DESCRIPTION OF THE TASK: Reproduce the rows verbatim, starting at the line that contains "rectangular window occupies." and ending at the line that contains "[343,213,483,280]", with both of those lines included.

THE DATA:
_ _ _ _ _

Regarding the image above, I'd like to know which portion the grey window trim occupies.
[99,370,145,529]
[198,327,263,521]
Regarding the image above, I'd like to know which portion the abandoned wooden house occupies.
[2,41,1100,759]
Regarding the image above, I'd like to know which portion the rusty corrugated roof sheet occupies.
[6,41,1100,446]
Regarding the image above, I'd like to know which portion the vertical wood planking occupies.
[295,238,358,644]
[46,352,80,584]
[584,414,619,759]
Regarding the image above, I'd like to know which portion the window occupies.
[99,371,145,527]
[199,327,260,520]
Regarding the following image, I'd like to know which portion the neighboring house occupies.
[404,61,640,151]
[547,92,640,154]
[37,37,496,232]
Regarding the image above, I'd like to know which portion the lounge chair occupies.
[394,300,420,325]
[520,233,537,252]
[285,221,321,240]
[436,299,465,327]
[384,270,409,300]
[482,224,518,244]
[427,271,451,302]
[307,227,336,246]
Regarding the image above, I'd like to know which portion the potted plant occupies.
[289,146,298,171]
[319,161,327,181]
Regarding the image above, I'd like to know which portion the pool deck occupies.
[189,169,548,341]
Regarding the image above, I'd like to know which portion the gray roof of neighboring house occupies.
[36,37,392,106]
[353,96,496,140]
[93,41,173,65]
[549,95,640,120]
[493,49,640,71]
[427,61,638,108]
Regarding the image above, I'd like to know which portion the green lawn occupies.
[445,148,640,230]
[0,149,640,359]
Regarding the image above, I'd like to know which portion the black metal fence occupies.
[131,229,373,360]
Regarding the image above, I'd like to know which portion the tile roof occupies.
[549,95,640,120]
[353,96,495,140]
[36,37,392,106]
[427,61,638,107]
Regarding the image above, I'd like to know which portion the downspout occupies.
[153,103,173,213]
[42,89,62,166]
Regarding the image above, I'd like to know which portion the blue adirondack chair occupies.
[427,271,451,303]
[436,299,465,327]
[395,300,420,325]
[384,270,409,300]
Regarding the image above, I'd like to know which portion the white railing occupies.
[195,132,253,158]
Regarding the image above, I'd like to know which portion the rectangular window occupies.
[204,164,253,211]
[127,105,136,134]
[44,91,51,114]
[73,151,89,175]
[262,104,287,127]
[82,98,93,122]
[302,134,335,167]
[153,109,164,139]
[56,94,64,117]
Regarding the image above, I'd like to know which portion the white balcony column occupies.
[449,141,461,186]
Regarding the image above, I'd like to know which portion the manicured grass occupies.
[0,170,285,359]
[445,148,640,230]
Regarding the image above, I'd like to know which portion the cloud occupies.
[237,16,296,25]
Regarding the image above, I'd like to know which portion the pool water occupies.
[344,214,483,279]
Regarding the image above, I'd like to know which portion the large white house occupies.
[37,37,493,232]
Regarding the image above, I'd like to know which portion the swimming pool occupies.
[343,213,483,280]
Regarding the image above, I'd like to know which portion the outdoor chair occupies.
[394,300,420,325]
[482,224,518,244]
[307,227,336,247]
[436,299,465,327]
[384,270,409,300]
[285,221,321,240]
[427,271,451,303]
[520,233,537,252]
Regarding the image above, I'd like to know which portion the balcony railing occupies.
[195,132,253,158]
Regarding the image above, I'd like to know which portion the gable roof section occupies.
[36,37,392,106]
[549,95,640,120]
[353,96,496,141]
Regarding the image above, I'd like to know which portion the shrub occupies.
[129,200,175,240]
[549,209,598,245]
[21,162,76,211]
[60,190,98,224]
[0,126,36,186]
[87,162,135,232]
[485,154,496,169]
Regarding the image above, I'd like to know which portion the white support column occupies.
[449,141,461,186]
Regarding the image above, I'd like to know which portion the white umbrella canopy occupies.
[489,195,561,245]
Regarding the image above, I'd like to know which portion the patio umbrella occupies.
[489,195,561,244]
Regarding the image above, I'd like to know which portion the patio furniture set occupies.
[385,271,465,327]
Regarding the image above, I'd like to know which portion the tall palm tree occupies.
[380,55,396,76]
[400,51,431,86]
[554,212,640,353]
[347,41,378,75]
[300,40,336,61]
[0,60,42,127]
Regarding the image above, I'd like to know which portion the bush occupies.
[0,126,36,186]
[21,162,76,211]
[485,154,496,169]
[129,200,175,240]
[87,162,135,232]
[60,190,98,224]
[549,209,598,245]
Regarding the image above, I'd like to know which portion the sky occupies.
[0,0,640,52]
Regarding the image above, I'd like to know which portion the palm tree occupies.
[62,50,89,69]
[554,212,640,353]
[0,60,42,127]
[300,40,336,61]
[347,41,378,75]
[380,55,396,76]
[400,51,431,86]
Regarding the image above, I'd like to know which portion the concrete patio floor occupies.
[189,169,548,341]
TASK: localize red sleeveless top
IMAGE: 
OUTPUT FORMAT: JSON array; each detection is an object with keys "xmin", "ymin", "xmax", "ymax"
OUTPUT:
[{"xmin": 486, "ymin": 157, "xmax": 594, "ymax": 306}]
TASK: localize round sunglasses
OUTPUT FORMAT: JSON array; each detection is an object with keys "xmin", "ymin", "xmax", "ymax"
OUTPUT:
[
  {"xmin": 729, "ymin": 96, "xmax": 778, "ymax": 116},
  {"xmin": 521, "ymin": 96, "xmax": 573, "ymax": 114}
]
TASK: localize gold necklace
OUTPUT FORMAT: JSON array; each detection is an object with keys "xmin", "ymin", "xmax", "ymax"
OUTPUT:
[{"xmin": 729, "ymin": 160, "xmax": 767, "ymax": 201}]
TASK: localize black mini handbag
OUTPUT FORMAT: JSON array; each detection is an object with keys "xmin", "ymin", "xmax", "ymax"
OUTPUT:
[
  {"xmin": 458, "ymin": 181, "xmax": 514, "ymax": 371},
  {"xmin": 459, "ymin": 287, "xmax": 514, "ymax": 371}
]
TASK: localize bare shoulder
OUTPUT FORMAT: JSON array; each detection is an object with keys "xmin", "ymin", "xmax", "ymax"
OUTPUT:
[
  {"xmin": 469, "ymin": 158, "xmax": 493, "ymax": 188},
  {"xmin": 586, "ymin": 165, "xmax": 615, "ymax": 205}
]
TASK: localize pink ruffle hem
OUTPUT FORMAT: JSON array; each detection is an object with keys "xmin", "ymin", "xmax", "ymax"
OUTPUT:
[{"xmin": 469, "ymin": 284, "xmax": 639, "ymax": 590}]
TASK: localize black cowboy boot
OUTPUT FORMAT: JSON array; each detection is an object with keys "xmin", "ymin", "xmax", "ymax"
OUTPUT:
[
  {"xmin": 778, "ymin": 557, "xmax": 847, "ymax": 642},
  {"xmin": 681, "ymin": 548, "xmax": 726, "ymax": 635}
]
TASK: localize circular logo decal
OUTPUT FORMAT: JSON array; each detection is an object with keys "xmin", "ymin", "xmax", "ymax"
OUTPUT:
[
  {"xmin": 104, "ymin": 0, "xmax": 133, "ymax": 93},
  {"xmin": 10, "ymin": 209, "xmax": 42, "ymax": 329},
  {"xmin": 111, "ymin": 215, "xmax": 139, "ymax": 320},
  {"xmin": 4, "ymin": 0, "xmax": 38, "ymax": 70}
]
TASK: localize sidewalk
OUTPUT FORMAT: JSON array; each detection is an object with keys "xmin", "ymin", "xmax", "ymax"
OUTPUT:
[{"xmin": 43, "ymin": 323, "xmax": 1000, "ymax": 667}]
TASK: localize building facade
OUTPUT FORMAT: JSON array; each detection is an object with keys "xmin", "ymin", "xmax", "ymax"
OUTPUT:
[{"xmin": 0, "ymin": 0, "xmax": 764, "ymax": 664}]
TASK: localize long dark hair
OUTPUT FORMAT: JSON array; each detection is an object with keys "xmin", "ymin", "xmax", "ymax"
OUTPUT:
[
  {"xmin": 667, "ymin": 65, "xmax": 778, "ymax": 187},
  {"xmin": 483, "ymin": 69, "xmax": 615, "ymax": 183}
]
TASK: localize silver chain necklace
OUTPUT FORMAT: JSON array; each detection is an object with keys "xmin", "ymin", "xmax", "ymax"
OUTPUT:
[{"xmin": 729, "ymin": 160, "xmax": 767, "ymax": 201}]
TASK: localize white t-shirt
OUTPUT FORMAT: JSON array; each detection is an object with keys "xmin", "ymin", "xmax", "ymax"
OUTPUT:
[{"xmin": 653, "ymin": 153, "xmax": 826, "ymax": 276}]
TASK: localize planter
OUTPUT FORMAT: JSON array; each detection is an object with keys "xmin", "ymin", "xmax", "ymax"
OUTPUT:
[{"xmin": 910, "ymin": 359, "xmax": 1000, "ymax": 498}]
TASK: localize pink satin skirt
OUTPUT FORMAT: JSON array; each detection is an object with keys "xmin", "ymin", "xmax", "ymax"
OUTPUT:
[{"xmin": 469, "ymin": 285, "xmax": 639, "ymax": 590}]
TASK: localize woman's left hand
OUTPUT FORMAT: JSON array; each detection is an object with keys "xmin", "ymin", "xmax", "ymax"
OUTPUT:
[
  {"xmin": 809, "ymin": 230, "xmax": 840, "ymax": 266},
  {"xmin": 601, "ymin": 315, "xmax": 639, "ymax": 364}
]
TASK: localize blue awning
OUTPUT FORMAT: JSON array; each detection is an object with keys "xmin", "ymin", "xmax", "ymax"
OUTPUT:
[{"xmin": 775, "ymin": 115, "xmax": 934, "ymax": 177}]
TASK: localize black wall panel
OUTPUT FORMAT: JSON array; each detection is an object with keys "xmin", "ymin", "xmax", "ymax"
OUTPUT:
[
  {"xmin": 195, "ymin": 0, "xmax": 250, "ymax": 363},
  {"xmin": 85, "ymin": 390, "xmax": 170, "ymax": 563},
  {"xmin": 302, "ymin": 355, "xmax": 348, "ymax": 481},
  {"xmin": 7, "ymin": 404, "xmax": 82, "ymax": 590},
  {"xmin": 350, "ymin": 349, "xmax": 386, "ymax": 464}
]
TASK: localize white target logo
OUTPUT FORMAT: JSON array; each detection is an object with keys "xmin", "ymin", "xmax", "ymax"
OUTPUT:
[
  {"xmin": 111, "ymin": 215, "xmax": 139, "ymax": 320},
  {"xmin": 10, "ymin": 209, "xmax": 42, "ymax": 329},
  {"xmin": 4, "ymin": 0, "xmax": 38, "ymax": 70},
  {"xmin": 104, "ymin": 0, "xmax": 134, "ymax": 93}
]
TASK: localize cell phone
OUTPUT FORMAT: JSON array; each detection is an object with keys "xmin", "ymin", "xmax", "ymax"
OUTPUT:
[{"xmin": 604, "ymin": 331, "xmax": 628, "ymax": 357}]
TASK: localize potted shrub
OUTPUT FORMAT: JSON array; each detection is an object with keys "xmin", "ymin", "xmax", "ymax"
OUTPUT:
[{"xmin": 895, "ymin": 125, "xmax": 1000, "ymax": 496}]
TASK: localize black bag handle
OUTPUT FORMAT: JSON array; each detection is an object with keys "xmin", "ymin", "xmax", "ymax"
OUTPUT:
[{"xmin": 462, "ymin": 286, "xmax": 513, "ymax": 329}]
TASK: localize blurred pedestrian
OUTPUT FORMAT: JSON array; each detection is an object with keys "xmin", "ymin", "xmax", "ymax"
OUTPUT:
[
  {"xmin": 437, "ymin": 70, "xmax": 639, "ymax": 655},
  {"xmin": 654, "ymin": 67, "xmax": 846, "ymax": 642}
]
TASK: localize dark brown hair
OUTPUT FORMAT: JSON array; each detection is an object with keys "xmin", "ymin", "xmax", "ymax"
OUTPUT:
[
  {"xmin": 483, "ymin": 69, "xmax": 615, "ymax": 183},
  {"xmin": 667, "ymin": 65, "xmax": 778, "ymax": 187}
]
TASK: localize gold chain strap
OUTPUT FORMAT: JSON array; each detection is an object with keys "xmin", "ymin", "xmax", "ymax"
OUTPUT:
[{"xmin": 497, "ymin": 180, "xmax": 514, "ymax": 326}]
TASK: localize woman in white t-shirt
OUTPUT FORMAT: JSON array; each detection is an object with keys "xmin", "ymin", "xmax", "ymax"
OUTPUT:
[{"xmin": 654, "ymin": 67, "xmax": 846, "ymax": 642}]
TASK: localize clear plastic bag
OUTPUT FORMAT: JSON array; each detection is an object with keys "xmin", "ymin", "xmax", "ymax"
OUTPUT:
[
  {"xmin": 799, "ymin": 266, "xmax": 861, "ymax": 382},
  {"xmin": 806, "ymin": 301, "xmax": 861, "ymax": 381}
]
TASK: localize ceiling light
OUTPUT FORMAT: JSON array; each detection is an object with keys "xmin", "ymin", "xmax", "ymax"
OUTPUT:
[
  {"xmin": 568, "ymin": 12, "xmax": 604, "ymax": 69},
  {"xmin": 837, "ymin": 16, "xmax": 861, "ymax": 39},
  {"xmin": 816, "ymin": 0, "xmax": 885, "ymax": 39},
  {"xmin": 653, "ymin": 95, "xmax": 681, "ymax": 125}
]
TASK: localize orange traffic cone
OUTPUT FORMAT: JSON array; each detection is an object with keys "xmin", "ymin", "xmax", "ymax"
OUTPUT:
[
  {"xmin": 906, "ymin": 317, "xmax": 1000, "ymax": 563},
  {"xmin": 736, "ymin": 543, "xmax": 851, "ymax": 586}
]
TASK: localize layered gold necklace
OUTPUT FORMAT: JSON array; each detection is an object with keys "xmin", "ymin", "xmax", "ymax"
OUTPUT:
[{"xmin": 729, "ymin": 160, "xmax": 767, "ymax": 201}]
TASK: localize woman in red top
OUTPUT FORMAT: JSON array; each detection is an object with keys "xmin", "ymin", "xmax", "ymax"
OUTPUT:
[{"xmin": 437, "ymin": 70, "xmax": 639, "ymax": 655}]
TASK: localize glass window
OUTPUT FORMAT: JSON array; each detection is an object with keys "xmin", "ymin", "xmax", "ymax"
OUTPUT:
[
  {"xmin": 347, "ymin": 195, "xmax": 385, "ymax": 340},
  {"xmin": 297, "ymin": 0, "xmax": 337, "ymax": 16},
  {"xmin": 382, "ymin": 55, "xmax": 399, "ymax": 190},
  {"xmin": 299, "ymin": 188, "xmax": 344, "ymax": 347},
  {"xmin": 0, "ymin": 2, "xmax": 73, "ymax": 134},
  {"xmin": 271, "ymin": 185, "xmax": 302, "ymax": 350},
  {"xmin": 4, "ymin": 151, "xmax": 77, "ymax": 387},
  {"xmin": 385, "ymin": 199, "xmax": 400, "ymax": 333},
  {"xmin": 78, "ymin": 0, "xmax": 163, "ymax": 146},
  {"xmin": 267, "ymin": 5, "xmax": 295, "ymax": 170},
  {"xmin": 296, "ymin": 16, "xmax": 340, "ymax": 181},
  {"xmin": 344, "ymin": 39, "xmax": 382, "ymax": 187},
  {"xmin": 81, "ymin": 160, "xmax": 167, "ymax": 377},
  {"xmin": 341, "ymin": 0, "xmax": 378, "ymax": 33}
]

_ _ _ _ _

PROBLEM SOLUTION:
Regarding the image above, I'd like to know which portion the rectangular window occupies.
[204,164,253,211]
[127,105,136,134]
[44,91,51,114]
[73,151,89,175]
[262,104,287,127]
[82,98,93,122]
[302,134,335,167]
[153,109,164,139]
[56,94,64,117]
Regarding the image above, I'd like to know which portion the white balcony column occupies.
[449,141,461,186]
Regarding the image above, I'd like to know which portion the manicured grass occupies.
[0,170,285,359]
[445,148,640,230]
Regarding the image above, I'd like to know which portion the cloud occupies.
[237,16,296,25]
Regarding the image above, I'd like to know which portion the pool water occupies.
[344,214,483,279]
Regarding the image above, I'd like to know which portion the large white house occupies.
[37,37,493,232]
Regarding the image above, I'd like to know which portion the swimming pool occupies.
[343,213,483,280]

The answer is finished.